# Start of Exercise input

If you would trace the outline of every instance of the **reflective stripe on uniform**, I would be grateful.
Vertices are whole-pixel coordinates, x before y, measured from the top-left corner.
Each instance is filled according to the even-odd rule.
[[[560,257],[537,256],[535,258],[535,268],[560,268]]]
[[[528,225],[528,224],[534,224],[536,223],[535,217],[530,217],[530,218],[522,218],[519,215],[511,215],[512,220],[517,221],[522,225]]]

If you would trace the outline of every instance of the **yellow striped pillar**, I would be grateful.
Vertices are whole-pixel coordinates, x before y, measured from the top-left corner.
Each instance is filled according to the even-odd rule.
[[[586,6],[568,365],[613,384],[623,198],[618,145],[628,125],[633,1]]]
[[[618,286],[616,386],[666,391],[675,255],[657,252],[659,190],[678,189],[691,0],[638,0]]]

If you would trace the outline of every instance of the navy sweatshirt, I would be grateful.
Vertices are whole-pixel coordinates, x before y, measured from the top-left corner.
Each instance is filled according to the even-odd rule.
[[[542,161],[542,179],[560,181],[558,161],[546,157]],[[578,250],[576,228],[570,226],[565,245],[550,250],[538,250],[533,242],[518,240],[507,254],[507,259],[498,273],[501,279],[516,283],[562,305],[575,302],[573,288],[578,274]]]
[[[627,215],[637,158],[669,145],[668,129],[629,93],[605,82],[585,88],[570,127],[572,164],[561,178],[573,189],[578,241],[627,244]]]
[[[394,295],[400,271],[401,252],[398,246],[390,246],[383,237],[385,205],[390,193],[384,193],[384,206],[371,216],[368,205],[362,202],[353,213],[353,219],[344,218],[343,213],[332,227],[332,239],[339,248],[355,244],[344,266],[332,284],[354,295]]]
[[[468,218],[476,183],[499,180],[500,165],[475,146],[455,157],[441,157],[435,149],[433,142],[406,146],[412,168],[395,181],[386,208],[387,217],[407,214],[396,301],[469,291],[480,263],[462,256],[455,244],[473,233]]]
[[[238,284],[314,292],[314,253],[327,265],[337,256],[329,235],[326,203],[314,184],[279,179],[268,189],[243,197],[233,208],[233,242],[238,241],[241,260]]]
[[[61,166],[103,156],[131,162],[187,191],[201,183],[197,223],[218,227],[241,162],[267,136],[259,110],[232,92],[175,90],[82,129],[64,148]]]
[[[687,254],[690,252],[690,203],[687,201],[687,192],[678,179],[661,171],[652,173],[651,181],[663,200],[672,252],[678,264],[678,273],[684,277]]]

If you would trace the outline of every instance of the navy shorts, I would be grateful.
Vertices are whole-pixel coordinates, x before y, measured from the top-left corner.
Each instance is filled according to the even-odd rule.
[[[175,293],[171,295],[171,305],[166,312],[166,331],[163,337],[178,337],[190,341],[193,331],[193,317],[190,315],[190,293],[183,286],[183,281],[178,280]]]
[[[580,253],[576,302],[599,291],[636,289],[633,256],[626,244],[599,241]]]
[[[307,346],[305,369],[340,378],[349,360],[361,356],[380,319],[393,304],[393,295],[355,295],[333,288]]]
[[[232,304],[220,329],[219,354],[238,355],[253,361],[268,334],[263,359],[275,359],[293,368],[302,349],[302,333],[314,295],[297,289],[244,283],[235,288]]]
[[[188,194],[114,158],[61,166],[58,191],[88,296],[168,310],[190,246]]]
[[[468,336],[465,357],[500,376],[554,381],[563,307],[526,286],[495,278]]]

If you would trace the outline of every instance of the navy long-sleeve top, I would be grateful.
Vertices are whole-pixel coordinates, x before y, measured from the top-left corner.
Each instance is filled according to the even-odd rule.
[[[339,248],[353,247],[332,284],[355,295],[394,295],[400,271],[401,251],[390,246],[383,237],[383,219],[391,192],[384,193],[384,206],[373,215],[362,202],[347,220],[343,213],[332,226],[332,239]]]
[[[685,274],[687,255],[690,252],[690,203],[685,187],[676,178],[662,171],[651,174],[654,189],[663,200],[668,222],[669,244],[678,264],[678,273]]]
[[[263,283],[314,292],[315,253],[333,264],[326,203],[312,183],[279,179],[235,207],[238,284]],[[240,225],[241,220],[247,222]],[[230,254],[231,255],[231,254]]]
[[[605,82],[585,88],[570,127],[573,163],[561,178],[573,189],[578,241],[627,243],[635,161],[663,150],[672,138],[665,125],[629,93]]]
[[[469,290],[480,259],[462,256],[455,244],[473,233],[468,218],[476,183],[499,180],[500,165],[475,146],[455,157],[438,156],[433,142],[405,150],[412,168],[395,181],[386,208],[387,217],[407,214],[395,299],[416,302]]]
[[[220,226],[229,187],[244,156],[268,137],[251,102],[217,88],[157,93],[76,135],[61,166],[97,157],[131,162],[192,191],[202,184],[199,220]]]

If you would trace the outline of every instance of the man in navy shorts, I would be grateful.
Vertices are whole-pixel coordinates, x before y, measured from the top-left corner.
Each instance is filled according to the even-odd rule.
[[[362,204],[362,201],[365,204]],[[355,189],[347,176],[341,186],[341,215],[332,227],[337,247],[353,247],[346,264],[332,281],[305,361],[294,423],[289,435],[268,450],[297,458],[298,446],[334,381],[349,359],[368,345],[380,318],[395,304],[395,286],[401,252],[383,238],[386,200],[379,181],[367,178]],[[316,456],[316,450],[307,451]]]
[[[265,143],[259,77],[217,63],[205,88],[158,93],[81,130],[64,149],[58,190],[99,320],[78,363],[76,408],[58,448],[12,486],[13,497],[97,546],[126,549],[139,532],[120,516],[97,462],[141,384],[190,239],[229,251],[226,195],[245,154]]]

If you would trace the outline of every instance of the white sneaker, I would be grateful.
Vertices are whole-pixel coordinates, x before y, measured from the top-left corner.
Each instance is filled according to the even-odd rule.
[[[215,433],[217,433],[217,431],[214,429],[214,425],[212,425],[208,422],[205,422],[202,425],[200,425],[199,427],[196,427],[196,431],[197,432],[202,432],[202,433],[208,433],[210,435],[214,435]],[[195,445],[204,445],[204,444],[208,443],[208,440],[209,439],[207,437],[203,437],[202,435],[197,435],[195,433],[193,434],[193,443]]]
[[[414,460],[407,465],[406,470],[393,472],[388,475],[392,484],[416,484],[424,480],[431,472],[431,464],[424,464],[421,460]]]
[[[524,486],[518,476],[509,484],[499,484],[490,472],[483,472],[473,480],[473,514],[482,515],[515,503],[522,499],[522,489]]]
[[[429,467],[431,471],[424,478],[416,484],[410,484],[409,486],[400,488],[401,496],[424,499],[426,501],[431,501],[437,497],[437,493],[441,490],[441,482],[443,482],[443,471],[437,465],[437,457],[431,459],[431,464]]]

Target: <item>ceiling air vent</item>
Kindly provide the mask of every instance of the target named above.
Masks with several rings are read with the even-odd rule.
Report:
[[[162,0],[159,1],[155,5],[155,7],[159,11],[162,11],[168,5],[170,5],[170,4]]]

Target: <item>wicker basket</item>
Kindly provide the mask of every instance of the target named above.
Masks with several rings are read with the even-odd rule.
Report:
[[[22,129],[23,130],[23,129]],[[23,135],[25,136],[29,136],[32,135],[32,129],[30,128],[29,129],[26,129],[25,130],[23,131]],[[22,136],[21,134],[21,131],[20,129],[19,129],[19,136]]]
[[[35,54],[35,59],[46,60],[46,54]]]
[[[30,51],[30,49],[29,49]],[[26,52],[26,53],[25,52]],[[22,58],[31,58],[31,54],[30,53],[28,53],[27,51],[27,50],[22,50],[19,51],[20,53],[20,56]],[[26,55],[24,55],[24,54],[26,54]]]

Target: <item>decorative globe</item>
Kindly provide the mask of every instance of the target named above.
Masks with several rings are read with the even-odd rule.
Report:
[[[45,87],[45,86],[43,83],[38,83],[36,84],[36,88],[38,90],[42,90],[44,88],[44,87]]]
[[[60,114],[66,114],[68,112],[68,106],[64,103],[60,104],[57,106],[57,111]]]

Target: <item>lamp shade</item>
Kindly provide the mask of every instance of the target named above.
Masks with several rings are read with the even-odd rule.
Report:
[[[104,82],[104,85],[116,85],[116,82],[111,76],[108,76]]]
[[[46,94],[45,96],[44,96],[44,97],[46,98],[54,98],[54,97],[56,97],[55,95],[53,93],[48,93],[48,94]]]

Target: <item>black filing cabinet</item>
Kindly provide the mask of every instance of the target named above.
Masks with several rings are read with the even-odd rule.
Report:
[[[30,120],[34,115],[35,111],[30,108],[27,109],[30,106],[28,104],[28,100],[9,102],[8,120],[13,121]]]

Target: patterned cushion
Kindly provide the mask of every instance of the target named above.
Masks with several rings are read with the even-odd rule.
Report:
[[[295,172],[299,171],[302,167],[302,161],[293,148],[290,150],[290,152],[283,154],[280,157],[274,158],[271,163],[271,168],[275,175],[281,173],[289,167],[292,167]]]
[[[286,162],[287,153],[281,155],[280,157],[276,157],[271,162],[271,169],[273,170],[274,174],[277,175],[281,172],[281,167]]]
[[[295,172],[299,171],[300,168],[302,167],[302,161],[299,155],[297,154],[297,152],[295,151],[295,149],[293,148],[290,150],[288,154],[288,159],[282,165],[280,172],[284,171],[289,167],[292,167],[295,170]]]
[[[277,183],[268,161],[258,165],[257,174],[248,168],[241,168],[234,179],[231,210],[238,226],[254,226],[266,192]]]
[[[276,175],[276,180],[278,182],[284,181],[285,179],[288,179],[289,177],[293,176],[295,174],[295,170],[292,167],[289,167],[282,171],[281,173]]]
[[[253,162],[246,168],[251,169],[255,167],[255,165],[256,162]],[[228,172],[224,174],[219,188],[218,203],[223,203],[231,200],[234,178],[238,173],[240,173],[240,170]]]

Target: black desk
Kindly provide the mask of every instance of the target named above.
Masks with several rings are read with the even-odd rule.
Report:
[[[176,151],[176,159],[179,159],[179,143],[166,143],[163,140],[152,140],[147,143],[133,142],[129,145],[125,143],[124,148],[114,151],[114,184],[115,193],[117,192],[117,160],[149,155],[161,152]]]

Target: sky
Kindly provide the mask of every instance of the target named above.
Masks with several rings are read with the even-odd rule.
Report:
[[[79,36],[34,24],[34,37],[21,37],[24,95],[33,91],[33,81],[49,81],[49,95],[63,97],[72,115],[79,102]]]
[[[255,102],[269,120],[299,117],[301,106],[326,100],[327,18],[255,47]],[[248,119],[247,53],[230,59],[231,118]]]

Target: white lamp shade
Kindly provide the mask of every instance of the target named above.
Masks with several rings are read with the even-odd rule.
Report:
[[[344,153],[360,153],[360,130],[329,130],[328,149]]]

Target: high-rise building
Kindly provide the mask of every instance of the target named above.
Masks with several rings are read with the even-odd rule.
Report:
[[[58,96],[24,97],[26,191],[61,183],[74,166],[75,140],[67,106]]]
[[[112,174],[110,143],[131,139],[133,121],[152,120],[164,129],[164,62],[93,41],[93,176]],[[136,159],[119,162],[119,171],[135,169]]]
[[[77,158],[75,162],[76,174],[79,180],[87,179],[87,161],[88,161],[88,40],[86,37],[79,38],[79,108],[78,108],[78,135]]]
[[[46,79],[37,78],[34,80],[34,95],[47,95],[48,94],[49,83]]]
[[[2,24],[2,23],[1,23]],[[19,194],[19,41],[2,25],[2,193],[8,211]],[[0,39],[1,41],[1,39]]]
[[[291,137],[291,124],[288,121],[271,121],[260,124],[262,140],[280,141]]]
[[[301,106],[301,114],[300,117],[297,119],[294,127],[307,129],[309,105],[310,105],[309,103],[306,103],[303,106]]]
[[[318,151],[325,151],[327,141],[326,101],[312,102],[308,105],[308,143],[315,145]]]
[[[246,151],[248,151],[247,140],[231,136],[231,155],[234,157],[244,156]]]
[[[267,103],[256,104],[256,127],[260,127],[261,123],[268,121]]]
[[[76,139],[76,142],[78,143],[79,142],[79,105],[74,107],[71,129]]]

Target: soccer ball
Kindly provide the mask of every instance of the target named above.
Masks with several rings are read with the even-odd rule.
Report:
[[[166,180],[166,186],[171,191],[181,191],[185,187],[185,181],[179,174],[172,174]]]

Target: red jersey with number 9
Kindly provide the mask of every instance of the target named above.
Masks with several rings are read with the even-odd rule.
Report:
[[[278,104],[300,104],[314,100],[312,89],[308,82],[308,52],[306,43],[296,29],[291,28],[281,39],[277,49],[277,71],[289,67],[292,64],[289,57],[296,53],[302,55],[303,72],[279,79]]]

# End of Exercise input

▶ [What to do]:
Return, without alteration, every line from the one containing "Target: red jersey with number 9" down to the end of the records, including both the first and the last.

▶ [Task output]:
Target: red jersey with number 9
Kindly provide the mask of every instance of the target named above.
Masks with several rings are read with the even-odd rule.
Report:
[[[278,104],[300,104],[314,100],[312,89],[308,82],[308,52],[306,43],[296,29],[291,28],[281,39],[277,49],[277,71],[289,67],[292,64],[289,57],[296,53],[302,55],[303,72],[279,79]]]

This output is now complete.